▶ **TEXTE PRÉSENTÉ**
··········
Une personne informée de la commission d’actes de pédophilie semble donc bien soumise à une obligation de dénonciation de ces faits aux autorités. Bien évidemment, pour que cette obligation s’applique, il convient que la personne ne soit pas astreinte à un secret professionnel et qu’elle dispose d’une réelle connaissance des faits qu’elle allègue.
Quelles poursuites risque l’auteur d’une dénonciation de tels faits?
Deux infractions pénales semblent principalement envisageables: la diffamation et la dénonciation calomnieuse.
Affirmer publiquement qu’une personne s’est rendue coupable d’actes de pédophilie peut engendrer des poursuites pour diffamation. L’auteur des propos peut, en matière de diffamation, théoriquement se défendre en démontrant la véracité de ses allégations. Mais un tel mode de défense n’est pas recevable si la preuve de la vérité porte atteinte à la vie privée de la personne visée. Par conséquent, le fait d’affirmer publiquement que quelqu’un s’est rendu coupable d’actes de pédophilie risque en effet d’être sanctionné sur le terrain de la diffamation. Des poursuites civiles pourraient également être diligentées pour atteinte à la vie privée.
Plus délicate est la question de la dénonciation calomnieuse: que risque quelqu’un qui signalerait à la police des faits de pédophilie dont il a été informé? L’article 226-10 du code pénal dispose:
«La dénonciation, effectuée par tout moyen et dirigée contre une personne déterminée, d'un fait qui est de nature à entraîner des sanctions judiciaires, administratives ou disciplinaires et que l'on sait totalement ou partiellement inexact, lorsqu'elle est adressée soit à un officier de justice ou de police administrative ou judiciaire, soit à une autorité ayant le pouvoir d'y donner suite ou de saisir l'autorité compétente, soit aux supérieurs hiérarchiques ou à l'employeur de la personne dénoncée, est punie de cinq ans d'emprisonnement et de 45000 euros d'amende.
··········
▶ **ACTIVITÉS**
[A] D'après le texte sur la dénonciation des actes de pédophilie, quelles sont les deux infractions pénales principalement envisageables contre l'auteur d'une telle dénonciation ?
[B] Prolongez le texte sur la dénonciation des actes de pédophilie en reprenant juste après sa dernière phrase.

(Lignes extraites d'un jeu de données)
··········
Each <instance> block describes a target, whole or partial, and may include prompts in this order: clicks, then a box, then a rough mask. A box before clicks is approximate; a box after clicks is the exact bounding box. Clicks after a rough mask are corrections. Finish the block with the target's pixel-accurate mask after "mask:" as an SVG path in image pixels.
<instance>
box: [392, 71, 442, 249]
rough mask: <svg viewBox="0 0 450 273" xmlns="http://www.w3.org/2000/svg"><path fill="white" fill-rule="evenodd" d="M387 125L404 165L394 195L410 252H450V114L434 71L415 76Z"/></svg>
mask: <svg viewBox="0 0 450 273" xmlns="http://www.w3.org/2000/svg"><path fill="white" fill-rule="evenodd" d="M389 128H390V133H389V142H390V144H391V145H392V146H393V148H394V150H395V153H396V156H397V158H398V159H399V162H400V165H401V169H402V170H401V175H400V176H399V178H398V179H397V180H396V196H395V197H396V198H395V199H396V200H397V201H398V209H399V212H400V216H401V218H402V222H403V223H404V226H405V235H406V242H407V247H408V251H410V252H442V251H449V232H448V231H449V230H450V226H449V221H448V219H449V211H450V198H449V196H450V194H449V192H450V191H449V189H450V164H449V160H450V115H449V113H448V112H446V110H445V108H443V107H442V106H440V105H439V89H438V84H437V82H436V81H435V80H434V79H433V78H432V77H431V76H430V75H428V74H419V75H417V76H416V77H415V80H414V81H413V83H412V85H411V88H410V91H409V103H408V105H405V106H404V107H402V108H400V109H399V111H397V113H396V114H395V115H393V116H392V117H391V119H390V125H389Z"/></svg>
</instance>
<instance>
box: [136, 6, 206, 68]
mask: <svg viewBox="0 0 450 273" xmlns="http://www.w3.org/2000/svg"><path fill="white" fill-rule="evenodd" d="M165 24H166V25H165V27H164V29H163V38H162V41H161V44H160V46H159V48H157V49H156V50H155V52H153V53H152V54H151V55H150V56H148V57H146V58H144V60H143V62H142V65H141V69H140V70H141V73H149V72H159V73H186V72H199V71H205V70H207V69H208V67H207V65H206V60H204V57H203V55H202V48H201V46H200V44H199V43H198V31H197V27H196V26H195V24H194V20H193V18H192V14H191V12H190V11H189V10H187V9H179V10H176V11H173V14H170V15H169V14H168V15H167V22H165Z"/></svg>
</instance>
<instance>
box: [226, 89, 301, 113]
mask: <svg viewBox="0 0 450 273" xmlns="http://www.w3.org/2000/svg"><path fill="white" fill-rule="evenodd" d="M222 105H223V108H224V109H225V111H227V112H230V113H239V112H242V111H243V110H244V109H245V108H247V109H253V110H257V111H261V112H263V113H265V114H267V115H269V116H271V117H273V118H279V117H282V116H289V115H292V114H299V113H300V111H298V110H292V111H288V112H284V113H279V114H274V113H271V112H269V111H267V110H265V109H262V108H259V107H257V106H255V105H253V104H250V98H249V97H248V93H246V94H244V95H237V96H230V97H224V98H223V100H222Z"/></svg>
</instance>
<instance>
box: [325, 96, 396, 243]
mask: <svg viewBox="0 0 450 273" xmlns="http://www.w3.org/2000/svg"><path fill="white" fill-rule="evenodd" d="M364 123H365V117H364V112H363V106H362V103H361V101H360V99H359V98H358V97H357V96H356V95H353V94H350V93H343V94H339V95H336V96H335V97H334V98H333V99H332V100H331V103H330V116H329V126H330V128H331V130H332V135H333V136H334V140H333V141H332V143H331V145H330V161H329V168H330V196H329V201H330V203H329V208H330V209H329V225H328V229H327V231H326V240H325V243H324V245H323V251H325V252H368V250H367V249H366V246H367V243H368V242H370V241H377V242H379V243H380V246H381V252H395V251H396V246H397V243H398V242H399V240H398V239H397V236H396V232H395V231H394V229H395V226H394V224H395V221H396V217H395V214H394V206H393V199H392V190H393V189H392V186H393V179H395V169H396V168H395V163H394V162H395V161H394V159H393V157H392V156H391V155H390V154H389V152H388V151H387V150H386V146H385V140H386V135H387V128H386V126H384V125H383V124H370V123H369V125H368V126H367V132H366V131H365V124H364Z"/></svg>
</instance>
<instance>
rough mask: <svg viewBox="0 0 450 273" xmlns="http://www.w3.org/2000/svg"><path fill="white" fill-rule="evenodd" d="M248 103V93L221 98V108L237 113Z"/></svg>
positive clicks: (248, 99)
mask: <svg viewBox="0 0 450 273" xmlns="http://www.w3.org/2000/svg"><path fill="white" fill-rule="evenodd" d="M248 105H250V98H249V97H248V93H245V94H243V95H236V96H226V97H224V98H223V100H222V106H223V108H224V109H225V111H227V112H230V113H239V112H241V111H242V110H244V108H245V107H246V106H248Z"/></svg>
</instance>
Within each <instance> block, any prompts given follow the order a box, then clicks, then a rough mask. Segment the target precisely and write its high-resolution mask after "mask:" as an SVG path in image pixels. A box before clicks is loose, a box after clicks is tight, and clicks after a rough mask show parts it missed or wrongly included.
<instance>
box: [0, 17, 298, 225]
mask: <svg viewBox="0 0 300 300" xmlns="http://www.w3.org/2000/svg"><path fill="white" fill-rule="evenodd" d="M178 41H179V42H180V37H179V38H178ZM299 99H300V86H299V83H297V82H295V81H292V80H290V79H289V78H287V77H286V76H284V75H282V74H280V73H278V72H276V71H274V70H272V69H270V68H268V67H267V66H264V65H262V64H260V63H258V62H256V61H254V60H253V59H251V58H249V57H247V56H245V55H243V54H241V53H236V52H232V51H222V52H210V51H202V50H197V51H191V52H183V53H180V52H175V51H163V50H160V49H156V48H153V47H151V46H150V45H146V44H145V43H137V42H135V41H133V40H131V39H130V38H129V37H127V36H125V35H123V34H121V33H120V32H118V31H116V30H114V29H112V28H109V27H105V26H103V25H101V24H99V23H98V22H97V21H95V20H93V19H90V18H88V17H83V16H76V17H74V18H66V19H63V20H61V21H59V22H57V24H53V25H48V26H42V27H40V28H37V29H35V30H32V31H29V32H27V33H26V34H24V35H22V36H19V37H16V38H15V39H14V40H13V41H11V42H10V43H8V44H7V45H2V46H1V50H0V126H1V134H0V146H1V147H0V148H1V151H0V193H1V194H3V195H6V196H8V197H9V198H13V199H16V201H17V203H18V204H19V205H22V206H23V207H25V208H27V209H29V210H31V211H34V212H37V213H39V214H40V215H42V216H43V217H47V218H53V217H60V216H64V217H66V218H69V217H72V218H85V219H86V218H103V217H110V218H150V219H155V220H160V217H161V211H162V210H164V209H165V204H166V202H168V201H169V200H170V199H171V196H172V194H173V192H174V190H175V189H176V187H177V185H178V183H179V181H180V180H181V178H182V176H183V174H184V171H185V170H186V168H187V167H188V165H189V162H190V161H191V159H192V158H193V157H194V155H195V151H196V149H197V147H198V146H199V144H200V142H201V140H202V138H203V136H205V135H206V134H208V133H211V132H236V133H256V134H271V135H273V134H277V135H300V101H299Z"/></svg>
··········
▶ **VOS RÉPONSES ÉCRITES**
[A] La diffamation et la dénonciation calomnieuse.

[B]
La fausseté du fait dénoncé résulte nécessairement de la décision, devenue définitive, d'acquittement, de relaxe ou de non-lieu, déclarant que le fait n'a pas été commis ou que celui-ci n'est pas imputable à la personne dénoncée. (…)»
En d’autres termes, pour qu’il y ait dénonciation calomnieuse, il faut que l’auteur soit de mauvaise foi et ait conscience que les faits qu’il dénonce sont faux. Une personne qui signalerait, en toute bonne foi, des faits dont elle a connaissance ne s’exposerait donc théoriquement à aucun risque au regard de la dénonciation calomnieuse, si elle se montre prudente dans la façon dont elle rapporte ces faits.
Soumise à l’obligation de dénonciation prévue par l’article 434-3 et couverte à l’égard du risque de dénonciation calomnieuse, une personne (non astreinte à un quelconque secret) informée d’actes de pédophilie semble avoir tout intérêt à en informer la police. Mais pas la presse.